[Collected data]
——

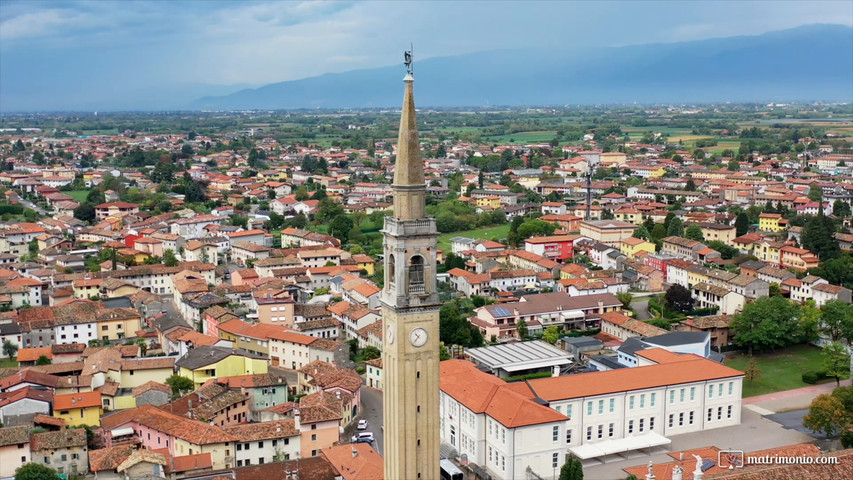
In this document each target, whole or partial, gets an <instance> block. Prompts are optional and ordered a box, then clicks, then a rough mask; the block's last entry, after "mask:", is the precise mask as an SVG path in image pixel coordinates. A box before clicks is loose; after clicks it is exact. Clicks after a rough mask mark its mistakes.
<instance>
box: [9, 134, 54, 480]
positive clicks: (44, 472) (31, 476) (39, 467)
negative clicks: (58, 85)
mask: <svg viewBox="0 0 853 480" xmlns="http://www.w3.org/2000/svg"><path fill="white" fill-rule="evenodd" d="M18 141H20V140H18ZM15 480H59V474H57V473H56V470H54V469H52V468H50V467H48V466H47V465H42V464H41V463H27V464H25V465H23V466H21V467H18V469H17V470H15Z"/></svg>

——

## Problem requirements
Some lines above contain the word "instance". Copy each of them.

## Task output
In this document each target, whole or partial, gets an <instance> block. Prompts are optional and ordered a box, then clicks, then a rough mask; the block's last entry, after "mask:", is the precise mask as an SVG path in image pixel coordinates. A box before clicks is loose; after clicks it is exact. Clicks after a rough mask mark its mistakes.
<instance>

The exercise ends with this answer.